> Work to complete: Return every line of the records below verbatim, with no changes.

> Records for this task:
________________

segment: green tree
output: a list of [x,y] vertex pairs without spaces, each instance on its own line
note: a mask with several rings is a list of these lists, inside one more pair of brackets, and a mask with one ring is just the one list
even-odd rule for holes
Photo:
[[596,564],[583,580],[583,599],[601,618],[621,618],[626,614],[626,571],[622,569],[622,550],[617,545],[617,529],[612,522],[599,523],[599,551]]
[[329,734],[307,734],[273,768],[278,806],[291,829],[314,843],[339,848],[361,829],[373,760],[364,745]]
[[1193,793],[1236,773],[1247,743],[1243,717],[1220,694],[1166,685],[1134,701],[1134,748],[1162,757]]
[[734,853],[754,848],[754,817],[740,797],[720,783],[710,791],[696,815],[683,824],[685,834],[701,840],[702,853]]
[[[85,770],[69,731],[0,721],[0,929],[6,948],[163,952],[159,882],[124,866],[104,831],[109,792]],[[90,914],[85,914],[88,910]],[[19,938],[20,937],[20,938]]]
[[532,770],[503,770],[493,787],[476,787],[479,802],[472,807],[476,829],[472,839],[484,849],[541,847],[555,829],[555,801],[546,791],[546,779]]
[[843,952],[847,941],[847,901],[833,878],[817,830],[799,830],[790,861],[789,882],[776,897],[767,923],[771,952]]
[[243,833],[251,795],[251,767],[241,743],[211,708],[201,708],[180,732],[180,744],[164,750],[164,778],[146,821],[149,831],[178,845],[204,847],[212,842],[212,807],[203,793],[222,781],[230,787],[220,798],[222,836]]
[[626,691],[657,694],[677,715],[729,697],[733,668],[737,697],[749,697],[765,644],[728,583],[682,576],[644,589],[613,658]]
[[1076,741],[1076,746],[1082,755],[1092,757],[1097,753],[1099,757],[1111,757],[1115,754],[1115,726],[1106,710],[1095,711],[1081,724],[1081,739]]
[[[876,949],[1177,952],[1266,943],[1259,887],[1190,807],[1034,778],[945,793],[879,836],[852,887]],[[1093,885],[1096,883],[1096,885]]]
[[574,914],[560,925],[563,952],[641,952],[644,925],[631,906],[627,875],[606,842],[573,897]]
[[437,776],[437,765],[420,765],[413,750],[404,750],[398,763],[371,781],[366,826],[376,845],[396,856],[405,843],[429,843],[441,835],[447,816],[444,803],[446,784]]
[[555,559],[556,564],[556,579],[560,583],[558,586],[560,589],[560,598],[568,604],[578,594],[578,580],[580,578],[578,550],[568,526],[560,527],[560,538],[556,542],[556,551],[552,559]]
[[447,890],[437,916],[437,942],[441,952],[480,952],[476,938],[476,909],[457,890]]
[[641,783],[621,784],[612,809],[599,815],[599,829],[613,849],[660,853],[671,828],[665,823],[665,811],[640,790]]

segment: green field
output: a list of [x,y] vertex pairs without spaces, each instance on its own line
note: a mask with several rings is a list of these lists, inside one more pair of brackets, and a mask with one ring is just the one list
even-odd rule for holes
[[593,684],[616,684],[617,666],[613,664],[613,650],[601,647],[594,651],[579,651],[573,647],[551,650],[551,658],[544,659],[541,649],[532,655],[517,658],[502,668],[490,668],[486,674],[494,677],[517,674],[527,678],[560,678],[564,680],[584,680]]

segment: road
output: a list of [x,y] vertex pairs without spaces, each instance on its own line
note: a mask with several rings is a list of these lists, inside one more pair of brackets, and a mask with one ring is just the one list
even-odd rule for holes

________________

> Task response:
segment: green tree
output: a list of [x,y] vertex pairs without spaces, each instance on its own line
note: a mask with several rings is a list of these lists, inside one more pair of brackets, and a mask with one ring is just the one list
even-odd rule for holes
Photo:
[[596,564],[583,580],[583,599],[601,618],[621,618],[626,614],[626,571],[622,569],[622,550],[617,545],[617,529],[612,522],[599,523],[599,551]]
[[329,734],[307,734],[273,768],[278,806],[291,829],[314,843],[339,848],[361,829],[373,760],[364,745]]
[[1193,793],[1236,773],[1247,743],[1243,717],[1220,694],[1166,685],[1134,701],[1134,748],[1162,757]]
[[734,853],[754,848],[754,817],[740,797],[720,783],[710,791],[696,815],[683,824],[685,834],[701,840],[702,853]]
[[[85,770],[69,731],[0,721],[0,929],[6,948],[163,952],[159,882],[124,866],[104,831],[109,792]],[[90,914],[85,914],[88,910]],[[19,938],[20,937],[20,938]]]
[[532,770],[503,770],[493,787],[476,787],[479,802],[472,807],[476,829],[472,839],[484,849],[541,847],[555,829],[555,801],[546,791],[546,779]]
[[843,952],[847,941],[847,901],[833,878],[817,830],[799,830],[790,861],[789,882],[776,897],[767,923],[771,952]]
[[243,833],[251,795],[251,767],[241,743],[211,708],[201,708],[180,732],[180,744],[164,750],[164,778],[146,821],[149,831],[178,845],[204,847],[212,842],[212,807],[203,793],[222,781],[230,787],[220,798],[222,836]]
[[626,691],[657,694],[677,715],[729,697],[733,668],[737,697],[749,697],[765,644],[728,583],[682,576],[644,589],[613,658]]
[[1076,741],[1076,746],[1082,755],[1092,757],[1097,753],[1099,757],[1111,757],[1115,754],[1115,726],[1106,710],[1095,711],[1081,724],[1081,739]]
[[[876,949],[1177,952],[1266,943],[1259,887],[1190,807],[1034,778],[945,793],[879,836],[852,887]],[[1093,885],[1096,883],[1096,885]]]
[[574,914],[560,925],[563,952],[641,952],[644,925],[631,906],[627,875],[606,842],[573,897]]
[[437,776],[437,765],[420,765],[413,750],[404,750],[398,763],[371,781],[366,826],[376,845],[396,856],[405,843],[429,843],[441,835],[447,816],[444,803],[446,784]]
[[555,559],[556,564],[556,579],[560,583],[558,586],[560,589],[560,598],[568,604],[578,594],[578,580],[580,578],[578,550],[568,526],[560,527],[560,538],[556,542],[556,551],[552,559]]
[[447,890],[437,916],[437,942],[441,952],[480,952],[476,938],[476,909],[457,890]]
[[641,783],[621,784],[612,809],[599,815],[599,829],[613,849],[660,853],[671,828],[665,823],[665,811],[640,790]]

segment: green field
output: a list of [x,y] vertex pairs without spaces, each instance on its own line
note: a mask with several rings is a list of these lists, inside one more pair of brackets, and a mask with one ring is just the one list
even-odd rule for holes
[[593,684],[616,684],[617,666],[613,664],[613,650],[601,647],[594,651],[579,651],[573,647],[551,650],[551,658],[544,659],[541,649],[532,655],[517,658],[502,668],[490,668],[486,674],[494,677],[517,674],[527,678],[560,678],[564,680],[584,680]]

segment: road
output: a list of [x,y] vertex pairs without spaces, each instance on its own line
note: a mask with several rings is a list of these lists, inside one more pair of brackets, and a mask with one ring is just the one list
even-odd rule for holes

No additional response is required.